(Supplied material begins)

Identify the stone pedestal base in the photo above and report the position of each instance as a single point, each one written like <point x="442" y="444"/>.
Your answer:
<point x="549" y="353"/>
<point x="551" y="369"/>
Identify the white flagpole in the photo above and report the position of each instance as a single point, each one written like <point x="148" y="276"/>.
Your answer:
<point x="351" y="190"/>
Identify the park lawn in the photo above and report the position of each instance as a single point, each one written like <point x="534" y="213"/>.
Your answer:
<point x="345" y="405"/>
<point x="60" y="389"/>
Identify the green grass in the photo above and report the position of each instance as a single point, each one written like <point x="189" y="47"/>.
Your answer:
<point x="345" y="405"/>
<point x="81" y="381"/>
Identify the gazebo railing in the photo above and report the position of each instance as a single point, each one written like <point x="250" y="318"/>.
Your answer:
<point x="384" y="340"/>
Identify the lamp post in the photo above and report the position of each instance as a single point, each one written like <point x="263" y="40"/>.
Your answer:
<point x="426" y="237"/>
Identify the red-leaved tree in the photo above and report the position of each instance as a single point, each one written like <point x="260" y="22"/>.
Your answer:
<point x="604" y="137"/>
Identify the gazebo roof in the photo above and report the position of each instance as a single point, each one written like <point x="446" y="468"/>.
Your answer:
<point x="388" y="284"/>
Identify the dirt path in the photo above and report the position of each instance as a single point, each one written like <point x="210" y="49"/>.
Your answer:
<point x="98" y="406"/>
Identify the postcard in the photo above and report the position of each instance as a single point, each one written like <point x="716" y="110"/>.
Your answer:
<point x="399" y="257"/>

(Supplied material ends)

• Problem statement
If a line in the entries includes the word "gazebo", copy that line out.

• Response to the exercise
Identify the gazebo railing in the photo above and report the position of each instance as a single point, each one written like <point x="250" y="318"/>.
Identify the gazebo roof in the photo above and report the position of each instance as a single point, each one written like <point x="446" y="468"/>.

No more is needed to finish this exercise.